Excerpts of pointing data:

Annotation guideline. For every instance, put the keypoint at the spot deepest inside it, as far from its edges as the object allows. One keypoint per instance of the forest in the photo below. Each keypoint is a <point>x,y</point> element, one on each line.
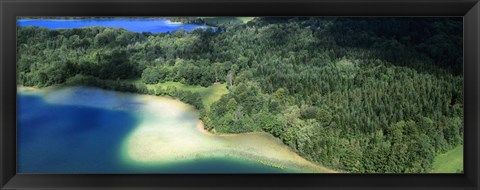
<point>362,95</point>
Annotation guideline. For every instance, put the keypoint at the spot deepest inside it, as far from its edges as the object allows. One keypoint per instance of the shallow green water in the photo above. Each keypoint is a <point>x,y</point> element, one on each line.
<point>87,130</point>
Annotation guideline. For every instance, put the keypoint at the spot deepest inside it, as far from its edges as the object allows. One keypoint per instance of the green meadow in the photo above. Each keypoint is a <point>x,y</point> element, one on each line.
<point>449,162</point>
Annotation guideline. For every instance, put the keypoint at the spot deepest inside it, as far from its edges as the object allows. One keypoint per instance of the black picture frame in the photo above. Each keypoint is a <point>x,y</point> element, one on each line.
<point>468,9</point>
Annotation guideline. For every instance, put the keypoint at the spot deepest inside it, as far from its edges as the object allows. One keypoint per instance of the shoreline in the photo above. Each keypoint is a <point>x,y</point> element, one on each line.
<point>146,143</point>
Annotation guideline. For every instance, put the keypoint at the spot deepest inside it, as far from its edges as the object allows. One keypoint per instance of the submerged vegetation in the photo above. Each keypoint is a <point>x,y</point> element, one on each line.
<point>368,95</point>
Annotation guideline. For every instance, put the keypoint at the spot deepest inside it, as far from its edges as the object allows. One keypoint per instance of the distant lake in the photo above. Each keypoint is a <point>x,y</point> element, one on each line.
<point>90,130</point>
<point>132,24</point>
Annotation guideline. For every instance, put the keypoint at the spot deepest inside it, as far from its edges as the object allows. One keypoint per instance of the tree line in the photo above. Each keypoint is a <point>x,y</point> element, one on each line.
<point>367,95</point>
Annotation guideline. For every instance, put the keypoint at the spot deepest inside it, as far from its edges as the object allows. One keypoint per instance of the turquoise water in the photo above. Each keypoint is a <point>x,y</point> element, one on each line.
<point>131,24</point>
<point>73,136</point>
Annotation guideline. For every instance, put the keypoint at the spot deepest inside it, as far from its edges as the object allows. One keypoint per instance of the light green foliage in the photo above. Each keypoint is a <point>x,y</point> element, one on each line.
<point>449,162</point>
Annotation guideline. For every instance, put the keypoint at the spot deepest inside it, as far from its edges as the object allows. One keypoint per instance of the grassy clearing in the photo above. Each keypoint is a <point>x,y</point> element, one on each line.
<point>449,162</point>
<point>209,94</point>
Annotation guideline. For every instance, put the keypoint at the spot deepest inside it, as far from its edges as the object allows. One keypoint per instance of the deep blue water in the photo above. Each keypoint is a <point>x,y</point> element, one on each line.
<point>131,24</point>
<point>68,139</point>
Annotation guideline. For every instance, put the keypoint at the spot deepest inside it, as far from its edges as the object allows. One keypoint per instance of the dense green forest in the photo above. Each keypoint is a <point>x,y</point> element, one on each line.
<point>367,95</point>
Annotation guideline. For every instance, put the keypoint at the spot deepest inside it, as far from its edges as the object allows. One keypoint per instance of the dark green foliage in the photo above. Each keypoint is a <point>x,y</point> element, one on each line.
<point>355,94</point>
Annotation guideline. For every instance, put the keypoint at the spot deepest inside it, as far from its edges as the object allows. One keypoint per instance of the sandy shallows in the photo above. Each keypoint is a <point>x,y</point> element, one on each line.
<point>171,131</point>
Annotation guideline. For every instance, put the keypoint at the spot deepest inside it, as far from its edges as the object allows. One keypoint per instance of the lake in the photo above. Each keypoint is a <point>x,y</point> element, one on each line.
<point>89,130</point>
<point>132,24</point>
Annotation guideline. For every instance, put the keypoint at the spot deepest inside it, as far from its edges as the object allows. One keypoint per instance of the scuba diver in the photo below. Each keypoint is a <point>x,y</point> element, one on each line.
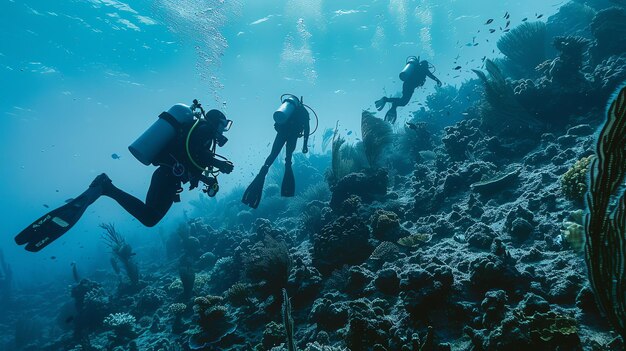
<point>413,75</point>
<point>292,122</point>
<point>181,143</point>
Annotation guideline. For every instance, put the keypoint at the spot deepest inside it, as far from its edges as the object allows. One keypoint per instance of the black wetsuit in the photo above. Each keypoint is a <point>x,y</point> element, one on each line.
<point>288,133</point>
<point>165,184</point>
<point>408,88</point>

* * *

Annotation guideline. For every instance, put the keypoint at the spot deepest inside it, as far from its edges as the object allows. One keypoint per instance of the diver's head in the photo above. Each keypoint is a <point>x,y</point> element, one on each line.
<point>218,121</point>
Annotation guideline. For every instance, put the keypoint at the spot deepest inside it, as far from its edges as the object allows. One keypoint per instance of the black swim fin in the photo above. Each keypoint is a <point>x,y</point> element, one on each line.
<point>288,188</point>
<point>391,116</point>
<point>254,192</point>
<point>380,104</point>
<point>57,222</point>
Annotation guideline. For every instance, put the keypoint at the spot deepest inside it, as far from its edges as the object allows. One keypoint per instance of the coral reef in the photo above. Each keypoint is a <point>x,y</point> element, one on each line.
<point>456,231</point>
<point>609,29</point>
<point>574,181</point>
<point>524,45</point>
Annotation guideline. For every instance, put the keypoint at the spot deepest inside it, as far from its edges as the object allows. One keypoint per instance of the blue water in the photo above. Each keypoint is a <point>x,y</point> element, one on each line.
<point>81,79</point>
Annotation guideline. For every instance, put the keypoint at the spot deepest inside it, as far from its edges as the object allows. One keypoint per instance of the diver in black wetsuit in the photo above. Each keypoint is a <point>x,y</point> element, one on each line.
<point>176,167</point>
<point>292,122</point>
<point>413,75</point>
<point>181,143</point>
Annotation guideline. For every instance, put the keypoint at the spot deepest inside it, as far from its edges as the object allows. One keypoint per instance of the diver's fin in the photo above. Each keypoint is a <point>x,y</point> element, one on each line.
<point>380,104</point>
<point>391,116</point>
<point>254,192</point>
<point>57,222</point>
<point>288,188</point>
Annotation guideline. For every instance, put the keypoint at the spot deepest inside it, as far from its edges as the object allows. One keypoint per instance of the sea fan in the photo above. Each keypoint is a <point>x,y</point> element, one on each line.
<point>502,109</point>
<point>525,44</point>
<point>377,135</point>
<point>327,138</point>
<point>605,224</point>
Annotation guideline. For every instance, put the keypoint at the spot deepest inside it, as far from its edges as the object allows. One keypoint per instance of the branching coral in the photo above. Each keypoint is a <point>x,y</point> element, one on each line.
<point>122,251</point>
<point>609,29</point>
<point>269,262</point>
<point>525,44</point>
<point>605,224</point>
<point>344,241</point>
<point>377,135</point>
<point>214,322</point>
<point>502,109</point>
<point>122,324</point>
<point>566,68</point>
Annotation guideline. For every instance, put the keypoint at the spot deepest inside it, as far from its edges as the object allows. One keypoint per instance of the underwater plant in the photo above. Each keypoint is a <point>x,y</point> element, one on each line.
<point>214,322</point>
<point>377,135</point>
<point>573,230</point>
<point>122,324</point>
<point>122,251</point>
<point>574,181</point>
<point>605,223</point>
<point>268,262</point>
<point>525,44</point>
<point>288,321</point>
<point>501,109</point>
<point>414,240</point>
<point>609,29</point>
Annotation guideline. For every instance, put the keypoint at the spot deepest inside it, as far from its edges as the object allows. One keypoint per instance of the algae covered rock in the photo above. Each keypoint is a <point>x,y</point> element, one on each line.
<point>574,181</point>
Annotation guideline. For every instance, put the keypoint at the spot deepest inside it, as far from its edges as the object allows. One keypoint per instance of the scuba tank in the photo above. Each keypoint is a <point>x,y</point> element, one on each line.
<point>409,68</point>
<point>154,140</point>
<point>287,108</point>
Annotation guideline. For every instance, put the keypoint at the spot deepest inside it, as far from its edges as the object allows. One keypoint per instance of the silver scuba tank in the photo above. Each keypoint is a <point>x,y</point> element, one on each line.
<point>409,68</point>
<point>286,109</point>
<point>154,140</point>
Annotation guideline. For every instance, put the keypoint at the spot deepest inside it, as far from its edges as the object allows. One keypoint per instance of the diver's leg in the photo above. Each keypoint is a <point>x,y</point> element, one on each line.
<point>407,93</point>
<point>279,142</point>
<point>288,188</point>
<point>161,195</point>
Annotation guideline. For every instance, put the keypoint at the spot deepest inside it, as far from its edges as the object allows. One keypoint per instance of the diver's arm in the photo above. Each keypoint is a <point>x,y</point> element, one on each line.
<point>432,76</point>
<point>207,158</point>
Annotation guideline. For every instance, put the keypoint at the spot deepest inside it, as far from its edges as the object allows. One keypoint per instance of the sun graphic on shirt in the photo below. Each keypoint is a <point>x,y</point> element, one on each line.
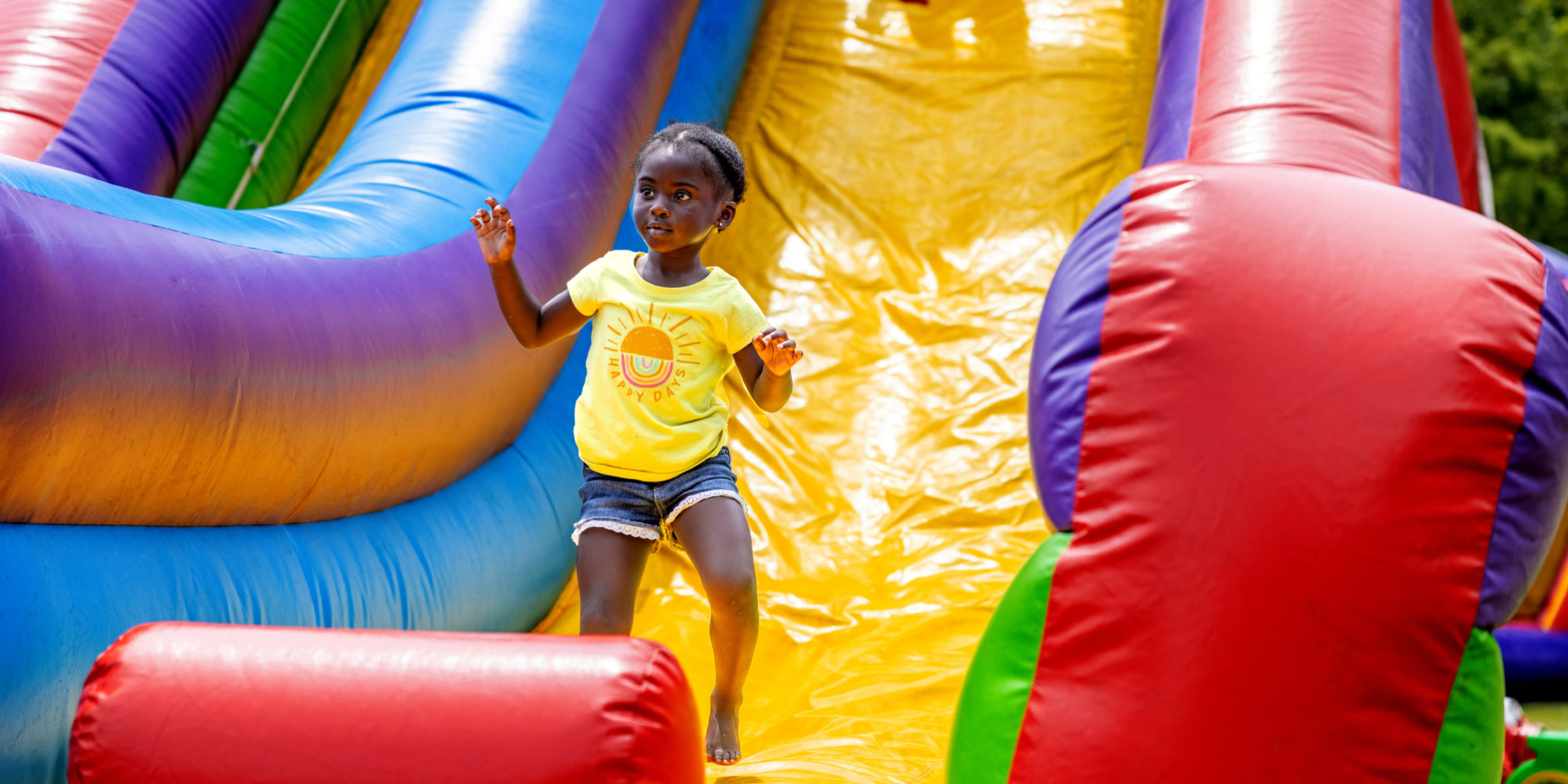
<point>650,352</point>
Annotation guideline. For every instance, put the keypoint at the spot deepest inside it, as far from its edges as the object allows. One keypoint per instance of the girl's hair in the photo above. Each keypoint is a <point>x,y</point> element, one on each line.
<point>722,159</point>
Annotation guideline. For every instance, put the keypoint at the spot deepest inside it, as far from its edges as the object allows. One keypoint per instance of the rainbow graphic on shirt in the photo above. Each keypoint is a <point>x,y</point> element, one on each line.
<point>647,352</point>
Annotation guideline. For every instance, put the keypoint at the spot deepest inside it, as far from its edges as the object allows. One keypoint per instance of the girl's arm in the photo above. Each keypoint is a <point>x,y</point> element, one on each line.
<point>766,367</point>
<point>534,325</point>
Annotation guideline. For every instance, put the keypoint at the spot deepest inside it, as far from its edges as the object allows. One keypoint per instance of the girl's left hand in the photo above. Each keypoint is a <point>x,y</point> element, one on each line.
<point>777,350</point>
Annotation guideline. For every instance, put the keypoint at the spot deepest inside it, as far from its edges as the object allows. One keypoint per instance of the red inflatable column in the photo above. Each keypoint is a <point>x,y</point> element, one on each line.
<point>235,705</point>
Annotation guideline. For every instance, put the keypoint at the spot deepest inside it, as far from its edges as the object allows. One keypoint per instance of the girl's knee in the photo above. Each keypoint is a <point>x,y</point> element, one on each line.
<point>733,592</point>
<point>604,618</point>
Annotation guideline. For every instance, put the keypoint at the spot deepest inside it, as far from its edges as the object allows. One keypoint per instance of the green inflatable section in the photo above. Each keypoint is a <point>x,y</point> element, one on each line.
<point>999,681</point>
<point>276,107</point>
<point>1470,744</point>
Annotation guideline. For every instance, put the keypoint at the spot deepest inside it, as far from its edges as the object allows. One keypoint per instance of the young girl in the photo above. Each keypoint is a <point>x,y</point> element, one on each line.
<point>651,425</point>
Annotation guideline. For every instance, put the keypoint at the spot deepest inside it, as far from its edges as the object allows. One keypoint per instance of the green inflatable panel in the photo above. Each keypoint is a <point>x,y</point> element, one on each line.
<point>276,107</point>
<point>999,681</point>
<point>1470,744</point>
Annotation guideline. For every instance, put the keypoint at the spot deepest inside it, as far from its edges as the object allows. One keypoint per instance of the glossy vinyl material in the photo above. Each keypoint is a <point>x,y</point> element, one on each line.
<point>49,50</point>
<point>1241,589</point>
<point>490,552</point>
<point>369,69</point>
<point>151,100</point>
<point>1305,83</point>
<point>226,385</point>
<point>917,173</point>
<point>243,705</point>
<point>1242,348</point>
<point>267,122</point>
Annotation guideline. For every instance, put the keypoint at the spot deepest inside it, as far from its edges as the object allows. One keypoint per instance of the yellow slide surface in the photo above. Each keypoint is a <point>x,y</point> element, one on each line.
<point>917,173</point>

> _WHAT THIS TASK INVOLVES_
Reproduce the records verbatim, starting at the line that contains "the diver's arm" and stopping after the line that contains "<point>235,705</point>". Leave out the pictures.

> _EXERCISE OUTPUT_
Annotation guideline. For every instance, put the keypoint at the spot deepest inside it, as far from its edges as the object allows. One keypoint per instance of the diver's arm in the photo above. Each keypoint is a <point>x,y</point> element, one on each line.
<point>432,76</point>
<point>207,158</point>
Annotation guideline. For every instance, put the keypoint at the spot deepest inside it, as far from its edges as the object allows. One keypoint per instance of the sun graphic on shirt in the photo below. Each keypoint is a <point>x,y</point> element, one on each line.
<point>650,352</point>
Annotation guideline. For every instance, put the keypoint at the spot deepest inside it, as far from its edges as the object allows. One keypoint per instance of the girl's hair in the photo above. Each keypoint is a <point>x,y</point> element, one on each line.
<point>722,159</point>
Annotation guideline. For every instance, put the keypoint at the spot deepest inside it, as far from its edges as the object allows. One keypoint per instance of the rainbow graphic on shirt in the photo above. Each keypoint is a <point>x,y</point> element, one on each line.
<point>647,352</point>
Annotation guideline. For every instance, put the keypoint at the spot deepest inside it, as far from its edges as the object allows. One keypoint per instance of the girl's arm in the photo above. Each keypoint is a <point>x,y</point> element, one on each line.
<point>766,367</point>
<point>534,325</point>
Annotation guideline. For every instance, put the keypoint at the spot deepest inside it, as far from its edges as the object allows. One keypoint per instance of the girl's left hand in the photo above. Each keypoint is a <point>x,y</point> element, one on each line.
<point>777,350</point>
Annotation guideline. For every instance, put the keypoint at the spot deepest inside it, as far from its edges as the object allows. One keypoint per instance of the red inflatable column in the photo above. Each keypoint is a <point>x,y</point> element, one on each line.
<point>235,705</point>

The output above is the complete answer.